Opinion
CIVIL ACTION NO. 3:CV-09-0229.
November 18, 2009
MEMORANDUM AND ORDER
I. Background.
On January 29, 2009, original Plaintiffs, George Blood and Srikanth Raghunathan, jointly filed, pro se, this action with the United States District Court for the District of Columbia ("D.C.") seeking a writ of mandamus, pursuant to 28 U.S.C. § 1361, preventing Defendant Bureau of Prisons ("BOP") from opening their legal mail sans their presence and from imposing any restrictions with respect to the access and possession of their legal materials. (Doc. 1). Plaintiffs' claims occurred when they were inmates at the Federal Prison Camp at Lewisburg ("FPC-Lewisburg"), Lewisburg, Pennsylvania. Plaintiffs' original Complaint named only one (1) Defendant, namely the BOP, and while it did not name any individual BOP Defendants, it implicated the prison staff employed at FPC-Lewisburg and USP-Lewisburg. Each Plaintiff also filed a motion for leave to proceed in forma pauperis. (Docs. 2 (Blood) and 3 (Raghunathan)). Plaintiffs also jointly filed a Motion for Preliminary Injunction and Restraining Order with an attached Memorandum. (Doc. 4).
Remaining Plaintiff Raghunathan is still an inmate at FPC-Lewisburg.
On February 3, 2009, the D.C. District Court transferred this case to the Middle District of Pennsylvania District Court. (Doc. 5). Since neither Plaintiff filed a proper in forma pauperis motion and authorization form, a 30-day Administrative Order was issued by the Middle District of Pennsylvania District Court directing Plaintiffs to pay the filing fee or to file their own in forma pauperis motions and authorization forms. (Doc. 8).

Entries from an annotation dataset
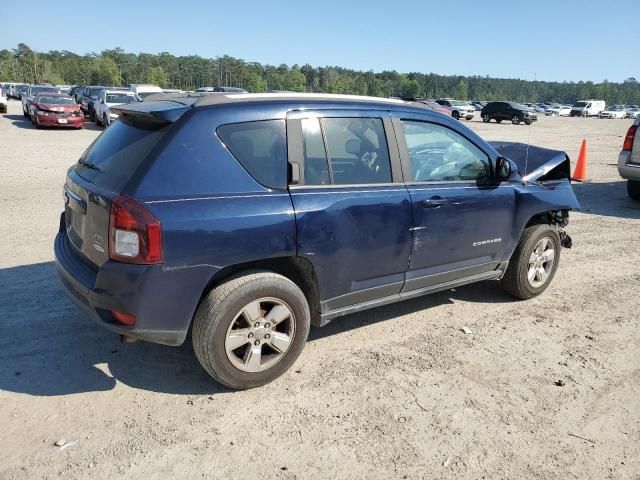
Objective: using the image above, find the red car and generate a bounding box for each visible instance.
[31,93,84,128]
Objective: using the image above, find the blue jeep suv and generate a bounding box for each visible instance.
[55,93,579,389]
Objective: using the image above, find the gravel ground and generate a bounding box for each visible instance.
[0,101,640,480]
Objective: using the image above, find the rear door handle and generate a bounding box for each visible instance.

### To-do list
1. Rewrite the part of the court memorandum starting with "Remaining Plaintiff Raghunathan" and going on through "forms. (Doc. 8).", changing "transferred" to "moved".
2. Continue the court memorandum from the point where it stops.
This data has nothing to do with the court memorandum.

### Outputs for the tasks
1.
Remaining Plaintiff Raghunathan is still an inmate at FPC-Lewisburg.
On February 3, 2009, the D.C. District Court moved this case to the Middle District of Pennsylvania District Court. (Doc. 5). Since neither Plaintiff filed a proper in forma pauperis motion and authorization form, a 30-day Administrative Order was issued by the Middle District of Pennsylvania District Court directing Plaintiffs to pay the filing fee or to file their own in forma pauperis motions and authorization forms. (Doc. 8).

2.
On March 5, 2009, Plaintiff Raghunathan filed a proper in forma pauperis motion and Authorization form for himself. (Docs. 10 and 11). Plaintiff Blood, contrary to the directive of the 30-day Administrative Order, did not file his own proper in forma pauperis motion and Authorization Form.
On March 17, 2009, the Court issued an Order which, in part, directed Plaintiff Blood and Plaintiff Raghunathan to each file his own separate § 1331 civil rights Complaint. Also, the Court directed that Plaintiff Raghunathan file his § 1331 civil rights action under Civil Number 09-0229, and that he was not required to file a new in forma pauperis application and Authorization Form. The Court stated that Plaintiff Blood would be assigned a new civil number when he filed his own § 1331 civil rights Complaint, and it directed that Plaintiff Blood must file his own in forma pauperis application and Authorization Form or pay his own filing fee. (Doc. 15).
See 2009 WL 700194 (M.D. Pa.).
Plaintiffs filed objections to the stated Order and on April 24, 2009, the District Court issued a Memorandum denying Plaintiffs' objections and affirming the March 17, 2009 Order with clarifications. (Doc. 18). The Court directed, in part, that Plaintiffs could not jointly file their action and that the case docketed under Civil Number 09-0229 would go forward as to only Plaintiff Raghunathan. The Court also directed Plaintiff Raghunathan to file an amended complaint pursuant to 28 U.S.C. § 1331, and it directed that Plaintiff Blood my file a new action with respect to only his claims under § 1331.
See 2009 WL 1118471 (M.D. Pa.).
Subsequently, on May 6, 2009, inmate Blood and Plaintiff Raghunathan jointly appealed the District Court's Doc. 18 Memorandum and Order to the United States Court of Appeals for the Third Circuit. (Doc. 19). The appeal of inmate Blood and Plaintiff Raghunathan was docketed to Appeal No. 09-2396. (Doc. 21). Inmate Blood and Plaintiff Raghunathan did not file a Motion for Stay of the District Court's April 24, 2009 Order pending their appeal. Also, Plaintiff Raghunathan failed to file his amended complaint as ordered by the Court.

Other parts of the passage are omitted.